ASSIGNMENT 1: How long was the exercise program in the text about aging and muscle growth?
ASSIGNMENT 2: Continue the article about aging and muscle growth, beginning after its last sentence.

*** PAGE TEXT ***

ATHENS, Ohio -- Older people who begin an exercise program following a period of inactivity may find that their muscle development isn't what it used to be. A new study at Ohio University suggests that changes in the muscle that occur during the aging process may control muscle growth in the elderly, limiting them to the same amount of muscle growth as young people who don't exercise.
Researchers studied groups of young and elderly men, some of whom participated in a 16-week exercise program. The findings suggest that the number of special cells required for muscle growth decreases as people age, making it more difficult to replace muscle nuclei lost because of atrophy induced by a lack of exercise.
"We're not sure whether an older person can maintain the muscle fiber size of a young person with continuous training, but it looks like the amount of muscle growth in older muscles is limited due to the changes that occur in the muscles with aging," said Robert Hikida, professor of anatomy in biological sciences and the College of Osteopathic Medicine at Ohio University and co-author of the study.
Hikida presented the information May 30 at the annual meeting of the American College of Sports Medicine in Denver.
Cells in skeletal muscles can contain hundreds of nuclei -- called myonuclei. Each controls a specific area of the muscle cell and contributes to the overall cell growth. Myonuclei are added to or replaced by special cells called satellite cells. A decrease in satellite cells appears to cause a decrease in the capacity to produce new myonuclei, Hikida said.
Myonuclei in muscle cells may be lost during the aging process, and they are not being replaced as readily with new nuclei. This reduction limits how much a muscle can grow.
"Our results suggest that not only are there fewer satellite cells in the elderly, but they have less capacity to be activated and incorporated as myonuclei into the fiber," Hikida said.

*** End of PAGE TEXT ***
*** RECORDS SHOWN ***

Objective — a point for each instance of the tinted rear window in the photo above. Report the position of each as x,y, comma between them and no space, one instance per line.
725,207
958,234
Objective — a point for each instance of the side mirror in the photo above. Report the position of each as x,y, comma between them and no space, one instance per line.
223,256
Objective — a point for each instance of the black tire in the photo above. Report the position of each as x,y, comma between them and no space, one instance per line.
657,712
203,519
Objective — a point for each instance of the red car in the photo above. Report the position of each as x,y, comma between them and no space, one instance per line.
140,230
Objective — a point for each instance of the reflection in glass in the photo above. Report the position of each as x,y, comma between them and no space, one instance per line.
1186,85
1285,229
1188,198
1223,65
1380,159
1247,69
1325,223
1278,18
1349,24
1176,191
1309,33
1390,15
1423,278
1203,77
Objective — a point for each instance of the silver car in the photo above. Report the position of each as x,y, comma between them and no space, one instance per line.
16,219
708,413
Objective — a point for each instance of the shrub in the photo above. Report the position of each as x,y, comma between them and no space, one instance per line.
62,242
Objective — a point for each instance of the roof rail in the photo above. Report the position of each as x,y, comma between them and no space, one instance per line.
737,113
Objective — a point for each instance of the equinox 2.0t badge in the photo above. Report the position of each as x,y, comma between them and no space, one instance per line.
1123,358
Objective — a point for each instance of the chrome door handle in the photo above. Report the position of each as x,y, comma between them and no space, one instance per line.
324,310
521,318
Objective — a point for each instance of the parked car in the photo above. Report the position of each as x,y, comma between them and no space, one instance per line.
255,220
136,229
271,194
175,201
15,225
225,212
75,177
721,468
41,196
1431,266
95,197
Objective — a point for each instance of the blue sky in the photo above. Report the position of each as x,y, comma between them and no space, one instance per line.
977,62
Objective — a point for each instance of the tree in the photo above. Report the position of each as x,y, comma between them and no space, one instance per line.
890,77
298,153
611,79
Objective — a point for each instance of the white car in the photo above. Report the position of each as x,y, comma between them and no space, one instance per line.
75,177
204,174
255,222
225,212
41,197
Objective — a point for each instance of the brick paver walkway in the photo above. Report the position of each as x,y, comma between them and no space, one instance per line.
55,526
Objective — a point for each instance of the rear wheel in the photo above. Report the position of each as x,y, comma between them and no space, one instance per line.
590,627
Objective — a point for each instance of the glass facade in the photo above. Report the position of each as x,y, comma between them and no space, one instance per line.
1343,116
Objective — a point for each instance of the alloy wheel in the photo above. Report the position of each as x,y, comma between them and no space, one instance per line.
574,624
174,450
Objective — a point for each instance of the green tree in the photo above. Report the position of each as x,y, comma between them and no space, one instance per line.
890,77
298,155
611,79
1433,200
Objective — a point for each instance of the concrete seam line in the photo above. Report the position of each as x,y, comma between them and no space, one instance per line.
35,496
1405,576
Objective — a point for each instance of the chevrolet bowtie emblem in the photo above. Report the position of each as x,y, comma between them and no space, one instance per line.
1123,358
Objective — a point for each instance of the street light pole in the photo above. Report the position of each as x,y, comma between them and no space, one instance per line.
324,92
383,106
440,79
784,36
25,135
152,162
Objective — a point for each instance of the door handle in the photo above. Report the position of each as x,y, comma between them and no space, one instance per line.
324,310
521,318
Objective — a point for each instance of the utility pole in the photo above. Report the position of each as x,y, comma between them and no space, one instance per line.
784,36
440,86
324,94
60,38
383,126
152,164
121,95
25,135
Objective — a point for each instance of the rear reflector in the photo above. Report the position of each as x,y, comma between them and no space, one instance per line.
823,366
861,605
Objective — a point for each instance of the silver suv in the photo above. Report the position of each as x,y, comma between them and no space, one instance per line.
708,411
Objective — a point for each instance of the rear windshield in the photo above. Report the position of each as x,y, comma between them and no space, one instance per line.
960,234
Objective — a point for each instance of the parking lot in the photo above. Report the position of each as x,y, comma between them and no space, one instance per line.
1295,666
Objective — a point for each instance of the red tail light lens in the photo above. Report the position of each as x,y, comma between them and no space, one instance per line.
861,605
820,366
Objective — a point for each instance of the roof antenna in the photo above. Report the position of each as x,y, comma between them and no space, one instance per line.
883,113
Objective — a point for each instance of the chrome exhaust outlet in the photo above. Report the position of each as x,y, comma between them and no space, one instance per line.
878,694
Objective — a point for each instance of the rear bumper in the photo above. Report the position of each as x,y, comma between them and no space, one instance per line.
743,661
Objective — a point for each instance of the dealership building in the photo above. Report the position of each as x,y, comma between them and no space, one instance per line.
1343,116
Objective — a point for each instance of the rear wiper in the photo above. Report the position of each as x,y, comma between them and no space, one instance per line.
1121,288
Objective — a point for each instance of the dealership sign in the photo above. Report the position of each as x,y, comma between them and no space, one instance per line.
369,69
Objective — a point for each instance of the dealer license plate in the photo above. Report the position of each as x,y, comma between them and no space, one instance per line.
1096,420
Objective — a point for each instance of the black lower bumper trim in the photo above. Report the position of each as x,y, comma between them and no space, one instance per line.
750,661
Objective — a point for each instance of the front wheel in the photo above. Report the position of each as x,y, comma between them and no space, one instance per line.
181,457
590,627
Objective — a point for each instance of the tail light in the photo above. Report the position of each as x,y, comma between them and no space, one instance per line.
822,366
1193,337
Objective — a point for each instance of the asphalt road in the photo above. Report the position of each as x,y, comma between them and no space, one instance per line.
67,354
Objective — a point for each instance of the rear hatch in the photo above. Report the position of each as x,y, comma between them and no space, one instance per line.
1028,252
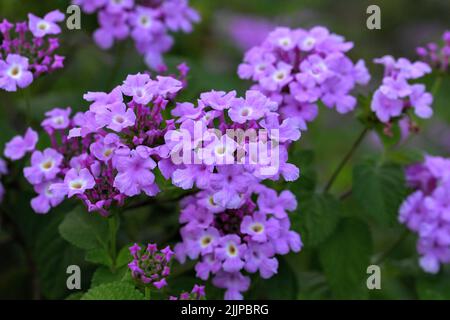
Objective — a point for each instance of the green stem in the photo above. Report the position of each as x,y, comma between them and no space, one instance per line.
436,85
112,223
345,159
148,293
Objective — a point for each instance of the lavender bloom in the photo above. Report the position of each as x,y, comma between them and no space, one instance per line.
14,73
41,27
228,242
18,146
150,266
106,154
426,211
44,166
298,68
148,24
27,52
396,95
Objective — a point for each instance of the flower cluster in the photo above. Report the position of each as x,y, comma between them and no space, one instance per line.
150,266
26,52
197,293
437,57
298,68
230,241
3,171
227,145
427,211
104,155
396,95
147,22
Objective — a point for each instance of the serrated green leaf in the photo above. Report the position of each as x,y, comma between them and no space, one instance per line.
117,290
99,256
105,275
379,189
319,215
84,230
345,257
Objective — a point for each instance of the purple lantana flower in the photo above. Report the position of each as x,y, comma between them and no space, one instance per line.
18,146
44,166
41,27
14,73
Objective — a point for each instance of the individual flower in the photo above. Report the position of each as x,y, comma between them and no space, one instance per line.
197,293
299,68
18,146
397,95
148,23
105,155
150,266
41,27
229,242
14,72
427,211
44,166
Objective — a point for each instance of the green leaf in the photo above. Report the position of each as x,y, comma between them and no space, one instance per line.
105,275
345,257
379,189
282,286
124,257
99,256
319,215
117,290
84,230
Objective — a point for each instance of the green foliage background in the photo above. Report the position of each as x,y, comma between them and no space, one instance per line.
343,232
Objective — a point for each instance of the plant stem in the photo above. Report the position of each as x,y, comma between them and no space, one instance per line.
112,223
345,159
394,246
148,293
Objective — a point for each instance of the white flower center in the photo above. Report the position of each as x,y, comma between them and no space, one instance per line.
246,112
47,165
309,42
15,71
77,184
58,120
285,42
232,250
205,241
145,21
119,119
279,75
43,25
257,228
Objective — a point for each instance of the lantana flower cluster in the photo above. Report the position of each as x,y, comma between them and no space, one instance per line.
104,155
427,211
197,293
299,68
3,171
228,242
150,266
397,94
147,22
28,48
438,57
233,144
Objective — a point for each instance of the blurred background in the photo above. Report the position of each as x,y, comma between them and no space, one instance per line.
33,256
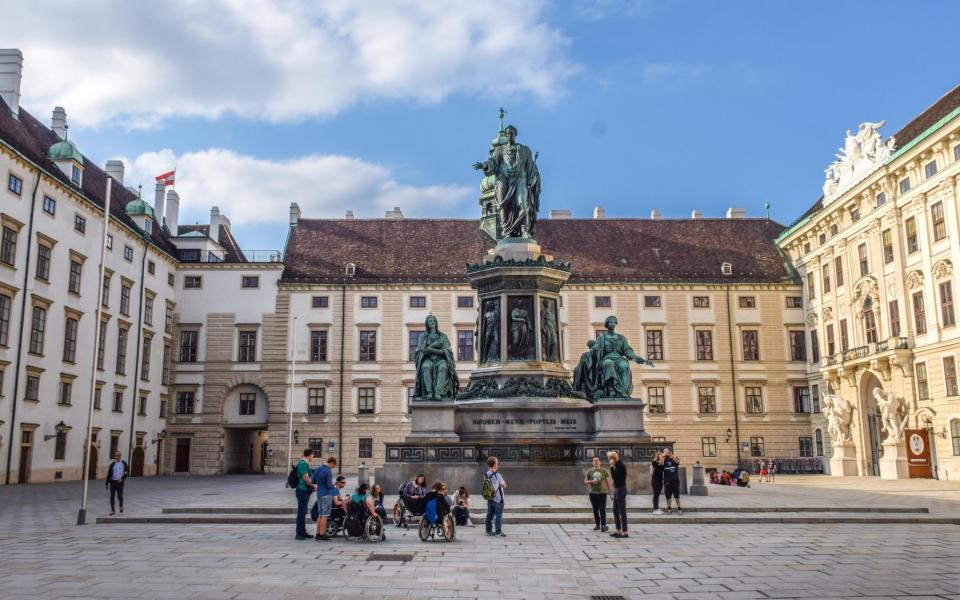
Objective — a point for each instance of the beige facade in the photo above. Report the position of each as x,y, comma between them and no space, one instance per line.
877,261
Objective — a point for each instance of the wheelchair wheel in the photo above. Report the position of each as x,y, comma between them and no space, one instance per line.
425,530
449,528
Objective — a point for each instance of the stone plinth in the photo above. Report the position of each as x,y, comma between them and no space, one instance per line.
844,461
893,463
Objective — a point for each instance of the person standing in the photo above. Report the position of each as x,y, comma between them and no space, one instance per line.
671,480
303,491
618,472
656,480
117,474
597,481
495,499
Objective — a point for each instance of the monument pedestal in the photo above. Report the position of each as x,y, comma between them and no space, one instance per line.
893,463
844,461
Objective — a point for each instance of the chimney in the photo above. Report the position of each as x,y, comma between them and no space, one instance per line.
173,211
736,213
215,224
158,202
59,122
11,73
114,167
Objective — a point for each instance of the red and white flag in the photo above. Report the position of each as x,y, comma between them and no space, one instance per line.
166,178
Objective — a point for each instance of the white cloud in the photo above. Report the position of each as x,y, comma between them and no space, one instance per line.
138,63
252,190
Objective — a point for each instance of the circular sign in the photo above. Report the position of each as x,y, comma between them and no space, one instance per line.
916,443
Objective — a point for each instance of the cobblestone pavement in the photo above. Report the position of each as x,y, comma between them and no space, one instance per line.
46,556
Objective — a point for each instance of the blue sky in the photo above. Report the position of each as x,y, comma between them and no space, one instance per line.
635,106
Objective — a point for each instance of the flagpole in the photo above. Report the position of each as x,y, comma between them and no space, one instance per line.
82,515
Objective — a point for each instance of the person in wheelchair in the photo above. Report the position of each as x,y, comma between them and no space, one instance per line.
362,519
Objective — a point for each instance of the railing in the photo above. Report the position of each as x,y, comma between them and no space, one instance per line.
862,352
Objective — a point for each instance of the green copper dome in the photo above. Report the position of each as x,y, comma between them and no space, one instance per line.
64,150
138,207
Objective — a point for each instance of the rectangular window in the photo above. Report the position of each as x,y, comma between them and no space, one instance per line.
656,400
893,307
316,401
188,346
798,345
950,375
707,399
368,346
145,358
751,344
754,399
318,346
886,238
125,300
38,325
919,313
15,184
43,262
655,344
70,328
247,352
801,399
923,386
185,403
8,246
704,339
248,404
66,390
465,345
121,351
939,222
806,447
76,271
708,447
946,304
366,448
366,401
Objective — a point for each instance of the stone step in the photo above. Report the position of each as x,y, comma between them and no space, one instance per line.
534,510
645,518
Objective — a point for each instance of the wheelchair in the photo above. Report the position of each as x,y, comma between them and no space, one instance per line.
433,525
360,524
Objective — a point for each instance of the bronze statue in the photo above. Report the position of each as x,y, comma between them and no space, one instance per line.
517,187
436,369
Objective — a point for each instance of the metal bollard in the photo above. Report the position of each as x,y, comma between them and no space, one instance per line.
698,488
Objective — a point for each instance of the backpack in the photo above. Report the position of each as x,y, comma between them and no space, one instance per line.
293,480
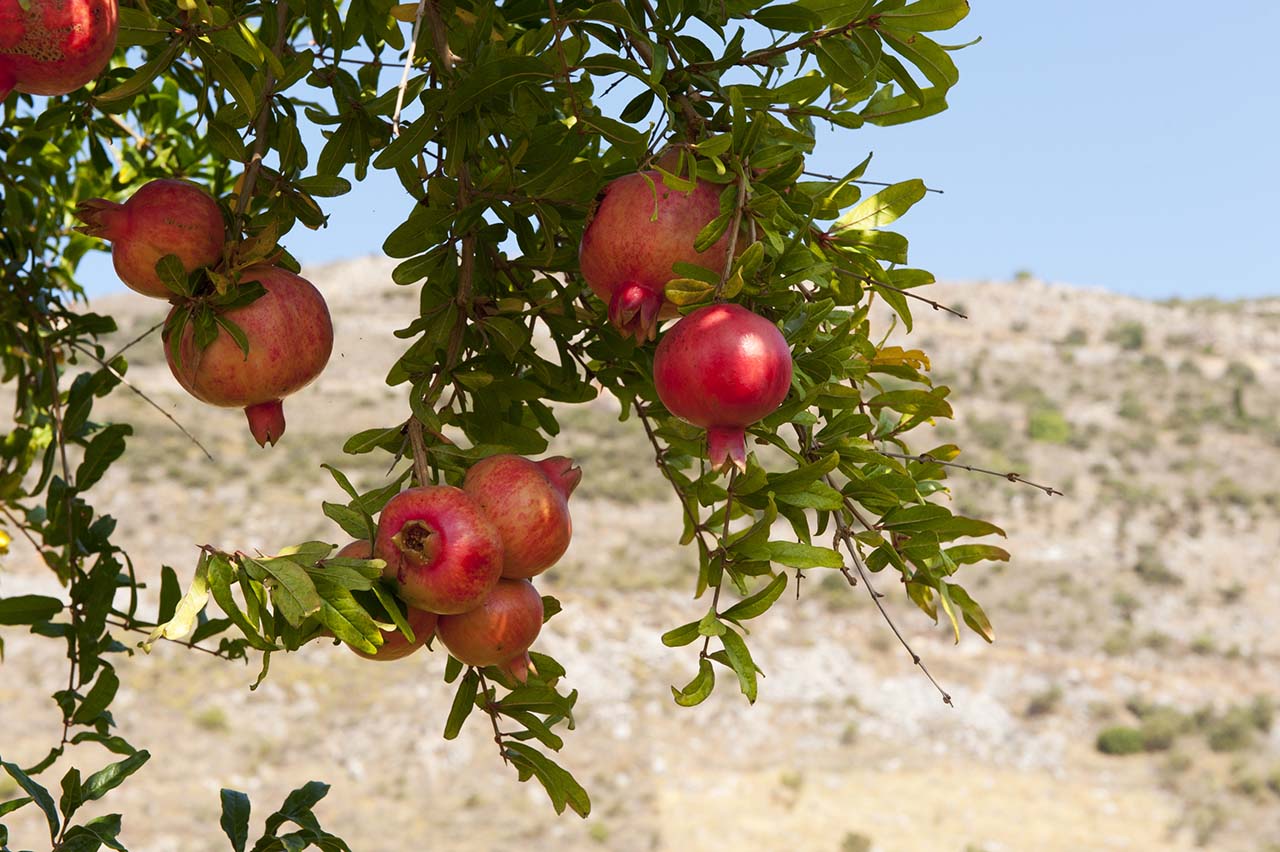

*** End of RECORDS SHOWN ***

TASK ANSWER 1: 16 weeks

TASK ANSWER 2:
The research is part of a three-phase project to study muscle growth. The first phase, which was supported by the NASA Center for Cell Research, involved studies of muscle fibers in rats that had undergone atrophy due to 10 days of spaceflight in the space shuttle Endeavor in 1993. That work suggested that a decrease in muscle mass was associated with a corresponding loss of myonuclei.
The second and third phases of the project involved a study of 10 men age 64 to 70 and 11 men age 22 to 24. During a 16-week period, some of the older men took part in a strength training exercise routine. At the end of the program, researchers examined muscle tissues from all the men in the study. They found that the muscle fibers of older men who exercised during the project only grew to the size as the muscle fibers of the younger men who hadn't started to exercise.
"The muscle fiber size only increased to the size of the sedentary young men," Hikida said. "This suggests that the amount of muscle growth is limited by the number of satellite cells in the muscle fibers, which seems to decrease as people age."
Other study authors included Fredrick Hagerman, professor of physiology, and Robert Staron, associate professor of anatomy, both at Ohio University; Steven Shell, a medical student in the College of Osteopathic Medicine at Ohio University; Sandra Hervey, a former student at Ohio University, now at Wright State Medical School; and Erika Kaiser, a student at Wesleyan University in Connecticut.